= TRY IT =
A single number is needed: how many lines of the data below contain "house".

= ENTRIES PROVIDED =
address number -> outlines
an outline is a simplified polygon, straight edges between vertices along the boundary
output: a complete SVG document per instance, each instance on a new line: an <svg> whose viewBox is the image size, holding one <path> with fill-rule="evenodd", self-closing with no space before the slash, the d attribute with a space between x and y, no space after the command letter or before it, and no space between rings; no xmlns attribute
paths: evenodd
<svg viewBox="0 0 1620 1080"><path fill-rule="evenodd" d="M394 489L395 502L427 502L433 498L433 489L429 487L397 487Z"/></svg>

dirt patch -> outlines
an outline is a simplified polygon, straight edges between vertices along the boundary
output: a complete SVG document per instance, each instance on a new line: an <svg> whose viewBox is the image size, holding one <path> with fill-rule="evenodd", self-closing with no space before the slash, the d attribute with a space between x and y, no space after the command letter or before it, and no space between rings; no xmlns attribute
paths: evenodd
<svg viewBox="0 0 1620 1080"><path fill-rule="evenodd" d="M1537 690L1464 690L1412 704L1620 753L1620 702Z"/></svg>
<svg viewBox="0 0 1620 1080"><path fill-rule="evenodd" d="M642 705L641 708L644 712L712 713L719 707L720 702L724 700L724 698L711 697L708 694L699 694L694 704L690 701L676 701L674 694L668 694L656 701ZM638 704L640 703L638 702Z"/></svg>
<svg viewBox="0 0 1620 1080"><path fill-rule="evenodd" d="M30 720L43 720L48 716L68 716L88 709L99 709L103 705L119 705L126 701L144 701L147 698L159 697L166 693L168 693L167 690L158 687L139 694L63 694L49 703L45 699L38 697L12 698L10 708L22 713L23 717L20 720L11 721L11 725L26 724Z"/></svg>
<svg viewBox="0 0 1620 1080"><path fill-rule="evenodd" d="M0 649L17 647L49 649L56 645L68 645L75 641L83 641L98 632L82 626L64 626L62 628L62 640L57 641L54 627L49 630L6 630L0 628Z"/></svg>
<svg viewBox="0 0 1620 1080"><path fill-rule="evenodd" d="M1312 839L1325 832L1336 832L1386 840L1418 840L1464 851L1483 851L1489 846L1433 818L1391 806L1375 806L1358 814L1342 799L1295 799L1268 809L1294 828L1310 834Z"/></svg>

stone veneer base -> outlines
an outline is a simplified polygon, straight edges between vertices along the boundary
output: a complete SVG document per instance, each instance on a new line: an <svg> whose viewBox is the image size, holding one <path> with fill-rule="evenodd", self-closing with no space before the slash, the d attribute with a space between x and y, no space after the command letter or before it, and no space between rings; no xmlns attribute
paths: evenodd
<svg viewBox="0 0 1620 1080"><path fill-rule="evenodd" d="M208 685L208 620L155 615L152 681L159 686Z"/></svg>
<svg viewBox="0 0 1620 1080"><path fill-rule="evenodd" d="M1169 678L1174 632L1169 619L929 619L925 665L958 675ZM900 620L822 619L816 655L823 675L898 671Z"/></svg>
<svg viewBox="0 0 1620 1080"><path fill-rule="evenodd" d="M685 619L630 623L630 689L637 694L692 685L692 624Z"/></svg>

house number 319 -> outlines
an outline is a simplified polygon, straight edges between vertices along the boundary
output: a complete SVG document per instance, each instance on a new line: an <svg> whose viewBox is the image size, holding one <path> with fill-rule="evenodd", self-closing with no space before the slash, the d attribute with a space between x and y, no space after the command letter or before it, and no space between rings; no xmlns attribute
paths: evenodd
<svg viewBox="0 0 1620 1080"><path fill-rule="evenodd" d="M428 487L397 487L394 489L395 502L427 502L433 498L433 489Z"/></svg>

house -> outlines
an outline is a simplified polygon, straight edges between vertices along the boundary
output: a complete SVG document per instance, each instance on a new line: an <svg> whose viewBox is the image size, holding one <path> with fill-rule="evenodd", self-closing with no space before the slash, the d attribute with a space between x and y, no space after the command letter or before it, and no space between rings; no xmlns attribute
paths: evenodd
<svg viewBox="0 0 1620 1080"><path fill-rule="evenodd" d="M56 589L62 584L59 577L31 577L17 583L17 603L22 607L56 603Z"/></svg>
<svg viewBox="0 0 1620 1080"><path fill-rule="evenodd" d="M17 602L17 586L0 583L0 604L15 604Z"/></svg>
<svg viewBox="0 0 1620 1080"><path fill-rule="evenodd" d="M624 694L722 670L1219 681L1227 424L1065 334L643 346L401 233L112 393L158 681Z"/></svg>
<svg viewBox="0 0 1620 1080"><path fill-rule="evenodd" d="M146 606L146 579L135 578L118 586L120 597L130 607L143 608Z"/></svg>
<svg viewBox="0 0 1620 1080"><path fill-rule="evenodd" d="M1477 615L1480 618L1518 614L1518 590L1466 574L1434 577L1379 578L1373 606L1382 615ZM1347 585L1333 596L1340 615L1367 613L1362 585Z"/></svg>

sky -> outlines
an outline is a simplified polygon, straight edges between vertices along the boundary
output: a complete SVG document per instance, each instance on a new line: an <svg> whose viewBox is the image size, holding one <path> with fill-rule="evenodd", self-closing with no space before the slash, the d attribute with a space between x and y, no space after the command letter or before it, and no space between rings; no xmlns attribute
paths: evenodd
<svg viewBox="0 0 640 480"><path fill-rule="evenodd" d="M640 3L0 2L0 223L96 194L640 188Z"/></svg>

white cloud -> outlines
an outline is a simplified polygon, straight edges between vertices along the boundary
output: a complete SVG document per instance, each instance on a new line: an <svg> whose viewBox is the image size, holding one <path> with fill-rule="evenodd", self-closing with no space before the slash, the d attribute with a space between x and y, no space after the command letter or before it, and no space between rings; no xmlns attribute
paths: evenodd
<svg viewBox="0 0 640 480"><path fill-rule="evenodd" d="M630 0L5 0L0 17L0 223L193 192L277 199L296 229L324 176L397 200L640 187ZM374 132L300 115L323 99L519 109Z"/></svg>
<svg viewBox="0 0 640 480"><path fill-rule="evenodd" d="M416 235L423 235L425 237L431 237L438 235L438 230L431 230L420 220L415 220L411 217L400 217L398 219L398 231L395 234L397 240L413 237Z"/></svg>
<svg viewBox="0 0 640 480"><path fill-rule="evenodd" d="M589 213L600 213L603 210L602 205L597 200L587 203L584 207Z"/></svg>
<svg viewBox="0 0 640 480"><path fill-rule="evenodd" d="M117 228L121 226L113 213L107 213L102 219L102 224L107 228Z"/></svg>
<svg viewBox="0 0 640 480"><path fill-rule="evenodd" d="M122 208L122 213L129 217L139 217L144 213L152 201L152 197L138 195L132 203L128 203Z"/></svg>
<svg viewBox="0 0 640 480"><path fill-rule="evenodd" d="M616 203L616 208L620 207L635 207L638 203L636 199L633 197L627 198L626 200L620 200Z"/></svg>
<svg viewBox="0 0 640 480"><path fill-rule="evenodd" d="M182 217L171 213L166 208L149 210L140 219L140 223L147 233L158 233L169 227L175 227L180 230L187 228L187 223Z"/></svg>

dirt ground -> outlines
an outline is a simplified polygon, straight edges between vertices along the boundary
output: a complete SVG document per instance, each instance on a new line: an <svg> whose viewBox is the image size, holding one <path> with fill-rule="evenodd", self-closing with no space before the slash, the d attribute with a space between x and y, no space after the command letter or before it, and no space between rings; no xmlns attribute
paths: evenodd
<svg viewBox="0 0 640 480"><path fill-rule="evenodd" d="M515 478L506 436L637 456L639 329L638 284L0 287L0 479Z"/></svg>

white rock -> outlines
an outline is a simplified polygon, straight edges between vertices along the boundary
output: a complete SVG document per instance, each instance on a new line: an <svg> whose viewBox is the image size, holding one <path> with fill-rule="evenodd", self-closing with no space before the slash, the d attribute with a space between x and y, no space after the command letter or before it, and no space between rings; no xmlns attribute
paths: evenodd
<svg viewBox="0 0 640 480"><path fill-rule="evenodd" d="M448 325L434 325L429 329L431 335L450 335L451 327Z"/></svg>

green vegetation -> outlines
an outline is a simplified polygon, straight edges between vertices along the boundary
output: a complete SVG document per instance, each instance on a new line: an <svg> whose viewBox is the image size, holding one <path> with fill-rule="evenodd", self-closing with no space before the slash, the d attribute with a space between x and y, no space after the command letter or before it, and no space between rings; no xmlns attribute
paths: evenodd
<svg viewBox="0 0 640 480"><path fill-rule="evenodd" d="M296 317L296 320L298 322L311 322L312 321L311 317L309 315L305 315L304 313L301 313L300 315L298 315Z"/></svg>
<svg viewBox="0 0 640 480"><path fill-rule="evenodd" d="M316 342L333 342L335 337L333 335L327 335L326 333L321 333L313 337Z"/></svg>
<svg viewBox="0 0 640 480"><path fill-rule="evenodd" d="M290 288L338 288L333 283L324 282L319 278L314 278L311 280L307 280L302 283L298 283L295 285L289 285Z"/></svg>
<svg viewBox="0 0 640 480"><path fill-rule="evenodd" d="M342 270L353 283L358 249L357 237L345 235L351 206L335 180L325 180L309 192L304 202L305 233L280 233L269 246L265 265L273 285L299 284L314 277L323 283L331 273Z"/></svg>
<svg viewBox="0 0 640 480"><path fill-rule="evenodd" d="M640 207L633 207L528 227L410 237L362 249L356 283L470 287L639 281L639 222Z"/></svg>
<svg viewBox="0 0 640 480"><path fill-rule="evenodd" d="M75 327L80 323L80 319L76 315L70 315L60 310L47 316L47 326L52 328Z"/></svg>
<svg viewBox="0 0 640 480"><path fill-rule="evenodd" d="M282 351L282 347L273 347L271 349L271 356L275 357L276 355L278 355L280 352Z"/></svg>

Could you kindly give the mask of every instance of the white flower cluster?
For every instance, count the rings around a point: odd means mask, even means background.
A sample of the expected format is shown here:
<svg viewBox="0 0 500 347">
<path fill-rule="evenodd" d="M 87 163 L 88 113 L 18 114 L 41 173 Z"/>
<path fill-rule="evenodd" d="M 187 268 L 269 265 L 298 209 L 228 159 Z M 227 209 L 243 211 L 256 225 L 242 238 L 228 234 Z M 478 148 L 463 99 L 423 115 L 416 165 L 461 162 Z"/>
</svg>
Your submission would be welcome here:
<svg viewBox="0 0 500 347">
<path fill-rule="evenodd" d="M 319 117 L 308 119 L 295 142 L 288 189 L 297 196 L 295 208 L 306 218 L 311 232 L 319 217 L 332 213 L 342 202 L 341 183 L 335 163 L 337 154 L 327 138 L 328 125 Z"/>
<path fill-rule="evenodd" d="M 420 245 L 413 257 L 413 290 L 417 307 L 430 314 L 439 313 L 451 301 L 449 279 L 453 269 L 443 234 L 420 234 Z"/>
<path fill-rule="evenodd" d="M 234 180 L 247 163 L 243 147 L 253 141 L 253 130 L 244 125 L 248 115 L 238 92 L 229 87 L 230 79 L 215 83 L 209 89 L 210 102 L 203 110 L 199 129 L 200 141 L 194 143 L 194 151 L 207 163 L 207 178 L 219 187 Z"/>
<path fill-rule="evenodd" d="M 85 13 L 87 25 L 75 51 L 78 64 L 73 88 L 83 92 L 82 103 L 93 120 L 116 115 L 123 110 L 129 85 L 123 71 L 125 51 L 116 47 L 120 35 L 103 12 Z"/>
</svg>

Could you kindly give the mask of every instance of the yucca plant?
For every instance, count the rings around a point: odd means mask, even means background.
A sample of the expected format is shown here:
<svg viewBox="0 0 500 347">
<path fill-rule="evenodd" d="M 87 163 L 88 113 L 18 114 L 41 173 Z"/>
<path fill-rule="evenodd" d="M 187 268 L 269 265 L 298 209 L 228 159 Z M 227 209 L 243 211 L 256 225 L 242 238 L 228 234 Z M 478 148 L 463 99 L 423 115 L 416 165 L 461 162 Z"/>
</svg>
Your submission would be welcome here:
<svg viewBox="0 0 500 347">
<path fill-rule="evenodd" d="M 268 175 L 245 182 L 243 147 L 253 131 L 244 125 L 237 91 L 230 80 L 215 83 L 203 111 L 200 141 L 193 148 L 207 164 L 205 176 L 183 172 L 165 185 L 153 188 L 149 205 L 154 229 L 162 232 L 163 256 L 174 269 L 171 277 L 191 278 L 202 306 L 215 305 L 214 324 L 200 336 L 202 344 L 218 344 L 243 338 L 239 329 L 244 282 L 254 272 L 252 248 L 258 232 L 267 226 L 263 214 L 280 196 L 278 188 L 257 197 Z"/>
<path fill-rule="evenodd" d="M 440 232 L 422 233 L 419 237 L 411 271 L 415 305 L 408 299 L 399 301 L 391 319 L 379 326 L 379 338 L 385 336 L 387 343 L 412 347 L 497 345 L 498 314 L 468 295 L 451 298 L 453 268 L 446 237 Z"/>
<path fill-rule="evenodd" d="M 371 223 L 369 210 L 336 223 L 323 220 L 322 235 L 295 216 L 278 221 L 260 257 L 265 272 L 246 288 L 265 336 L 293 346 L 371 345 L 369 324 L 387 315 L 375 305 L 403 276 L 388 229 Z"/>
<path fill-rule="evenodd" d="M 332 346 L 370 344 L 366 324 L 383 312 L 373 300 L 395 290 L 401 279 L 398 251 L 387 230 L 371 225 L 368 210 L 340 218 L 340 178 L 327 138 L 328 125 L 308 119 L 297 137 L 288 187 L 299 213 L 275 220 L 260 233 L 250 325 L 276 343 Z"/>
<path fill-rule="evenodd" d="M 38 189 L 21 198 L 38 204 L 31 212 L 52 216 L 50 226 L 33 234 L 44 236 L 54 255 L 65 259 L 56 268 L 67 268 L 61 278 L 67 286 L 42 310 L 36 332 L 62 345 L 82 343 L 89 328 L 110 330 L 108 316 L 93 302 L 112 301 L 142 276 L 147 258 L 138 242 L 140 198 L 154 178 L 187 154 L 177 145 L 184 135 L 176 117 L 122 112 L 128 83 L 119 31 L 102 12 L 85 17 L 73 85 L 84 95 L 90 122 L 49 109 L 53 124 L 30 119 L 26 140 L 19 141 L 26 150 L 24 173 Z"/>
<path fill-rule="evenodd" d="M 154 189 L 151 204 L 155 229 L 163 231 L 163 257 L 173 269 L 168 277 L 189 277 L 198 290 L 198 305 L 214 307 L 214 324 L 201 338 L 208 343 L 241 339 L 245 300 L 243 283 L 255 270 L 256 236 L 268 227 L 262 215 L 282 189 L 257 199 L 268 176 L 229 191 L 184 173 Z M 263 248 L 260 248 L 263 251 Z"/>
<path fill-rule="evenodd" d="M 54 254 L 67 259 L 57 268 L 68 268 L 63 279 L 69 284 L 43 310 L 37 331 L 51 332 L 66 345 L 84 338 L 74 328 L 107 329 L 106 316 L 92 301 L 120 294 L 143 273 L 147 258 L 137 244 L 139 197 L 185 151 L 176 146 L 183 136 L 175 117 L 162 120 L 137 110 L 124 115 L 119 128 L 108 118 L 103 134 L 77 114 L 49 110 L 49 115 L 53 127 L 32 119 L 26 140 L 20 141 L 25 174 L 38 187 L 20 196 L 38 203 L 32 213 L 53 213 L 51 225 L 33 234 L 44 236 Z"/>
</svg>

= RESULT OF THE EXERCISE =
2